Top of Information supplied

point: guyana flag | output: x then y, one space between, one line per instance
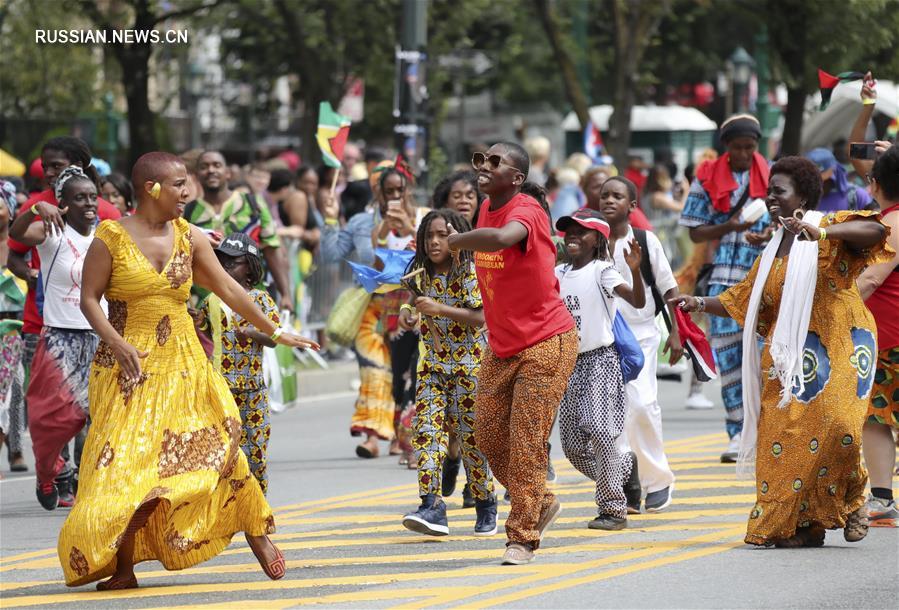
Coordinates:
828 82
332 134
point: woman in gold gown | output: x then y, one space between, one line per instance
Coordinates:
806 453
162 476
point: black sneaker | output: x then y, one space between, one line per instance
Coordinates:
65 485
485 525
47 495
550 471
632 489
659 500
608 522
468 500
430 518
450 473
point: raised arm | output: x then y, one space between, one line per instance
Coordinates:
209 274
875 275
488 239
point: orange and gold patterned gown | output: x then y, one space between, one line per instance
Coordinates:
809 471
174 435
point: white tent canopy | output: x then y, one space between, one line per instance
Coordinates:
824 128
648 118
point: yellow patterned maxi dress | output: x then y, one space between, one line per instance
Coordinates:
808 468
173 435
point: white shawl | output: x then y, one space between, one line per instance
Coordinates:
788 341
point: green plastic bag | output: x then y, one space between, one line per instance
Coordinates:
346 316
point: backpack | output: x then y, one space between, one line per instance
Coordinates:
646 272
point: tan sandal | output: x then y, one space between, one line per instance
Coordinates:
274 568
856 526
117 584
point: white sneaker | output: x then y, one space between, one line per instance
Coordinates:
733 450
699 401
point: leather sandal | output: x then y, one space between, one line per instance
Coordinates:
274 568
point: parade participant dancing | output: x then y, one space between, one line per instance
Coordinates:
532 343
237 352
56 155
57 394
447 375
593 409
879 286
720 191
805 405
164 477
643 426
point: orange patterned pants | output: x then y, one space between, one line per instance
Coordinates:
517 402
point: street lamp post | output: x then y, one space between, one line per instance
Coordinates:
742 63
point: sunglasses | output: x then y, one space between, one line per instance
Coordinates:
481 161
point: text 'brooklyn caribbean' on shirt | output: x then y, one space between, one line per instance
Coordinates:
520 291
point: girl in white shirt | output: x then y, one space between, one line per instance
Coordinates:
57 394
592 413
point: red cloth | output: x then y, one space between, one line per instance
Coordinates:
54 417
696 345
884 303
519 288
718 180
32 320
637 177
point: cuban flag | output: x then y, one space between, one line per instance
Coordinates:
593 146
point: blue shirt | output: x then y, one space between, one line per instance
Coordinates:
734 255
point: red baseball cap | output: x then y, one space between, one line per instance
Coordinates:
587 218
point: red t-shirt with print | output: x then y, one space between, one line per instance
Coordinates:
519 288
32 322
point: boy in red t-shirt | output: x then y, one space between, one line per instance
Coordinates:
532 343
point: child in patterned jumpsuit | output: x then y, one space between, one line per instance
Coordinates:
453 341
238 348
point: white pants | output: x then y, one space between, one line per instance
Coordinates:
643 425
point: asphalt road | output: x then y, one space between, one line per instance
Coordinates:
339 527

Bottom of Information supplied

Your objective –
Drop the pictures and reproduce the rest of the entries above exactly.

Your response –
point: guyana flag | output: x then y, one space between, one line per instance
Coordinates:
828 82
332 134
point: woman in gold gown | output: x then y, one space between, one line per instance
Coordinates:
806 453
162 476
point: black sneaker | output: x then y, one space between, one line per instance
Coordinates:
65 485
485 525
47 495
550 471
632 489
659 500
608 522
468 500
430 518
450 473
point: raised arm | output: x then y, one space between, one line per instance
Coordinates:
209 274
875 275
488 239
point: orange and gold patterned gown | output: x then y, one space between, one line per instance
Coordinates:
809 471
174 435
point: white tent canopy | output: x then y, one space between, one line per instance
Coordinates:
824 128
648 118
point: yellow patterned maxi dress | output: x then y, one space between, one line per instance
Coordinates:
808 468
173 435
point: white shawl | output: x then y, one space between, one line per instance
Coordinates:
788 341
point: green plastic bag | output: x then y, one space between, one line per instance
Coordinates:
346 316
point: backpack | output: x then y, one space between, one line per instance
Coordinates:
646 272
point: tan sandal | output: x then y, one space between, one line per instance
Coordinates:
274 568
856 526
117 584
point: white sneaker | output: x then y, one space between, one line per instance
Coordinates:
733 450
699 401
point: leather sandal | output: x then y, one space between, one line per instance
Coordinates:
274 568
point: parade participant dancing | output: x then y, one space between, one line per instance
Coordinates:
532 343
237 352
56 155
57 394
447 375
593 409
879 286
720 191
805 405
164 477
643 426
point: orange patterned pants | output: x then y, one space between, one line per instance
Coordinates:
517 402
point: street lamp post | output: x then y, one space between, one line per instance
Coordinates:
742 63
point: sunglasses | output: x then y, one space between, one line per instance
Coordinates:
481 161
point: text 'brooklyn caribbean' on shirt | output: x then y, one space between, one line per instance
Coordinates:
520 291
point: girl in white shirt | output: x then y, one space between, one line per instance
Coordinates:
57 394
592 413
point: red cloth | output: x then y, one space between, one line per instance
Coordinates:
54 417
696 345
884 303
519 288
718 180
32 320
637 177
point: cuban flag | output: x then y, one space between, one line per instance
Coordinates:
593 146
point: blue shirt | output: x then y, one space between, one line per instance
Coordinates:
734 255
point: red baseball cap | output: x then y, one space between, one line per instance
Coordinates:
587 218
point: red t-shirt with print | output: x then y, one space between, one line per instance
Coordinates:
519 288
32 322
point: boy in red t-shirt | output: x then y, one space between, one line per instance
Coordinates:
532 343
point: child in patterned jumpsuit | output: x then y, one space between, one line per instance
Coordinates:
453 341
238 348
point: white pants | output: x then y, one space between, one line per instance
Coordinates:
643 425
point: asphalt road | output: x then y, one space between, one line per instance
Coordinates:
339 527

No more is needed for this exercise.